Brief: If a line in the listing includes the word "target", copy it out.

Raw data:
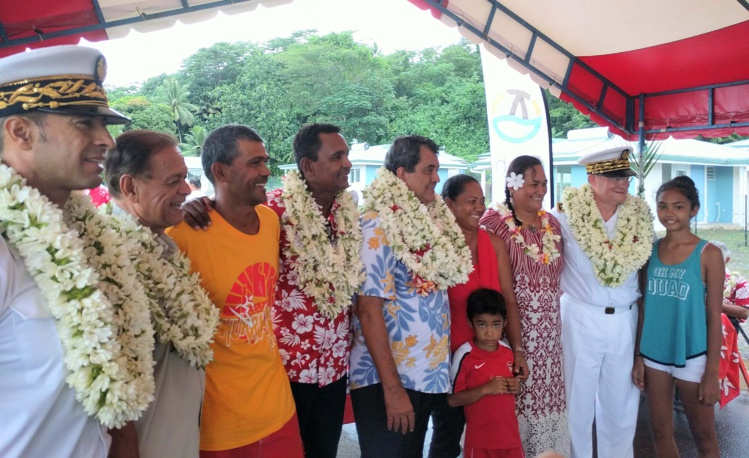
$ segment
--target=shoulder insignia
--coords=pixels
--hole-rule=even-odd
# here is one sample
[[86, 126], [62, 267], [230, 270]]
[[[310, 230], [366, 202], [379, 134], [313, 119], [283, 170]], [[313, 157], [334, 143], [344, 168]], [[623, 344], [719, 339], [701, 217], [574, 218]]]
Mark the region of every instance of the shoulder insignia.
[[557, 202], [557, 211], [559, 213], [564, 213], [564, 205], [562, 204], [562, 201]]

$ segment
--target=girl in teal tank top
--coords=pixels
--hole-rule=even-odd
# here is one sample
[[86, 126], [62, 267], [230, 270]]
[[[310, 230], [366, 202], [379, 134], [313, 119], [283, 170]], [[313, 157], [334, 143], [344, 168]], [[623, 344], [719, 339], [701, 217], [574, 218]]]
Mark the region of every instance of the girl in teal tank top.
[[[720, 398], [723, 255], [689, 230], [690, 220], [700, 208], [697, 189], [689, 177], [676, 177], [661, 185], [656, 204], [666, 236], [653, 246], [648, 262], [632, 378], [645, 390], [658, 456], [679, 456], [672, 416], [674, 384], [678, 384], [700, 456], [717, 458], [720, 449], [714, 404]], [[697, 380], [694, 372], [701, 370], [703, 360], [700, 381], [692, 381]]]

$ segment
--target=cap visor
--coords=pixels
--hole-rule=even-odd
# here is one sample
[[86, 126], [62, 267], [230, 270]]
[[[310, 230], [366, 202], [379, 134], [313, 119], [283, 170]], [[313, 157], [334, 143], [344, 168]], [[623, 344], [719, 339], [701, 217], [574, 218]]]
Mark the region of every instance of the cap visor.
[[616, 178], [616, 177], [633, 177], [637, 174], [632, 169], [626, 169], [626, 170], [614, 170], [613, 172], [601, 173], [600, 175], [607, 177], [607, 178]]
[[63, 108], [39, 108], [37, 111], [43, 111], [45, 113], [60, 114], [60, 115], [75, 115], [75, 116], [101, 116], [104, 118], [104, 122], [107, 124], [128, 124], [130, 118], [119, 113], [111, 108], [97, 107], [97, 106], [77, 106], [77, 107], [63, 107]]

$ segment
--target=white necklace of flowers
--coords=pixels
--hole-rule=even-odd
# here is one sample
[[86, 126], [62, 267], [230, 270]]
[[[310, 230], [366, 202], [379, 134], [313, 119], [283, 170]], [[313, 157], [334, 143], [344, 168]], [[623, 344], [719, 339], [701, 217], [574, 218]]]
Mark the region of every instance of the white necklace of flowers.
[[731, 272], [730, 275], [726, 275], [726, 285], [723, 288], [723, 297], [725, 299], [731, 299], [731, 296], [733, 296], [733, 290], [736, 288], [740, 276], [741, 274], [738, 272]]
[[539, 249], [535, 243], [531, 245], [525, 243], [525, 237], [523, 237], [523, 233], [521, 232], [523, 226], [515, 224], [515, 217], [507, 205], [496, 203], [494, 204], [494, 209], [499, 213], [499, 219], [507, 225], [507, 229], [510, 231], [510, 238], [520, 245], [523, 253], [527, 256], [530, 256], [533, 260], [543, 265], [551, 264], [560, 256], [561, 253], [557, 249], [556, 242], [561, 240], [561, 237], [554, 234], [549, 223], [549, 214], [546, 210], [541, 209], [538, 212], [538, 216], [541, 219], [541, 231], [543, 232], [541, 237], [543, 249]]
[[[440, 196], [424, 205], [406, 183], [382, 167], [364, 197], [365, 210], [377, 213], [395, 258], [415, 277], [441, 290], [468, 281], [471, 252]], [[419, 292], [426, 295], [430, 289]]]
[[68, 227], [80, 234], [83, 254], [99, 274], [96, 287], [114, 308], [112, 324], [126, 369], [122, 383], [129, 386], [123, 395], [131, 396], [134, 406], [137, 406], [111, 418], [115, 425], [123, 425], [140, 417], [140, 411], [153, 400], [154, 392], [154, 331], [148, 296], [130, 261], [132, 240], [118, 234], [111, 218], [100, 214], [91, 199], [82, 194], [70, 196], [63, 209], [63, 218]]
[[641, 198], [628, 195], [619, 206], [616, 236], [610, 240], [590, 185], [564, 191], [563, 207], [580, 248], [603, 286], [620, 286], [642, 267], [653, 249], [653, 214]]
[[219, 312], [201, 286], [200, 275], [190, 273], [190, 260], [180, 252], [164, 258], [156, 235], [130, 214], [112, 219], [119, 232], [136, 244], [132, 262], [150, 299], [159, 342], [171, 342], [182, 359], [196, 369], [205, 368], [213, 360], [211, 342]]
[[299, 278], [299, 286], [317, 306], [320, 315], [335, 319], [351, 305], [351, 299], [364, 282], [364, 264], [359, 211], [349, 192], [336, 196], [333, 212], [336, 243], [325, 231], [325, 217], [297, 171], [286, 175], [283, 187], [281, 225], [288, 245], [286, 257]]
[[[58, 206], [6, 165], [0, 165], [0, 228], [55, 318], [69, 371], [65, 380], [84, 411], [110, 428], [138, 418], [153, 393], [147, 338], [133, 354], [113, 338], [124, 317], [97, 289], [102, 277], [87, 262], [91, 248], [67, 227]], [[120, 253], [112, 254], [116, 263]], [[123, 289], [131, 284], [126, 280]], [[132, 289], [123, 292], [135, 296]], [[142, 363], [135, 359], [141, 356]]]

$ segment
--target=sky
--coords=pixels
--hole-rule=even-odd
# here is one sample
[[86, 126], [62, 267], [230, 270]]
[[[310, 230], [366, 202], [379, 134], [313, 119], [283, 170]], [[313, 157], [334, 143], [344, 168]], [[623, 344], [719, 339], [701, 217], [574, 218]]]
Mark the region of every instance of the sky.
[[460, 34], [407, 0], [294, 0], [289, 4], [236, 15], [219, 12], [207, 21], [139, 33], [86, 46], [107, 58], [107, 86], [128, 86], [180, 69], [182, 61], [200, 48], [221, 41], [265, 42], [288, 37], [297, 30], [320, 34], [353, 31], [357, 41], [376, 43], [389, 54], [399, 49], [443, 47], [460, 41]]

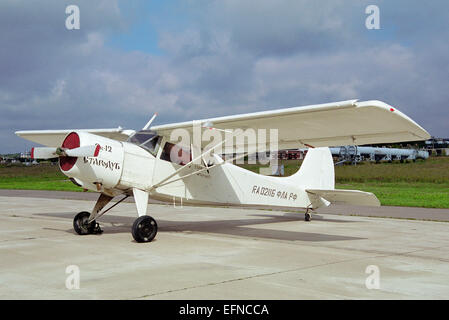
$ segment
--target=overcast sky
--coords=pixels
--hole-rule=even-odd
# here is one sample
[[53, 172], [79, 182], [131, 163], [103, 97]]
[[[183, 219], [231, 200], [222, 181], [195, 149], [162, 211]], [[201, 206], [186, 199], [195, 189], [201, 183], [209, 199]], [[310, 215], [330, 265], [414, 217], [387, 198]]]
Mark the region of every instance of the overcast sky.
[[[80, 9], [67, 30], [65, 9]], [[380, 9], [368, 30], [365, 8]], [[138, 129], [349, 99], [449, 137], [449, 1], [0, 1], [0, 153], [16, 130]]]

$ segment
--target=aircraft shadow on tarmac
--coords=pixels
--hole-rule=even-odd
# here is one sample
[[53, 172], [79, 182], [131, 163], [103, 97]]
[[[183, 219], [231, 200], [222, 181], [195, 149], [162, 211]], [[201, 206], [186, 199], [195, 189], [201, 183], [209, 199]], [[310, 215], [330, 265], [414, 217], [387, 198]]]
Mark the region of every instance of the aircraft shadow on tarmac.
[[[74, 213], [36, 213], [37, 216], [48, 216], [57, 218], [67, 218], [72, 220]], [[230, 219], [230, 220], [207, 220], [207, 221], [168, 221], [157, 219], [158, 232], [196, 232], [207, 234], [223, 234], [237, 237], [257, 238], [257, 239], [273, 239], [284, 241], [343, 241], [343, 240], [363, 240], [366, 238], [349, 237], [323, 233], [288, 231], [278, 229], [257, 228], [256, 225], [265, 225], [269, 223], [282, 222], [299, 222], [302, 215], [285, 214], [280, 215], [252, 215], [254, 219]], [[263, 217], [261, 219], [260, 217]], [[117, 215], [104, 215], [98, 221], [103, 231], [107, 234], [114, 233], [130, 233], [131, 226], [134, 223], [134, 217], [125, 217]], [[352, 223], [348, 220], [324, 219], [321, 216], [314, 215], [316, 222], [332, 222], [332, 223]], [[309, 223], [302, 224], [305, 227]], [[49, 229], [49, 228], [47, 228]], [[49, 229], [56, 230], [56, 229]], [[61, 230], [58, 230], [61, 231]], [[64, 230], [65, 232], [75, 234], [73, 228]]]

Written solution:
--target=shoulder insignia
--target=girl in teal tank top
--target=cap visor
--target=white necklace of flowers
--target=sky
--target=overcast sky
--target=aircraft shadow on tarmac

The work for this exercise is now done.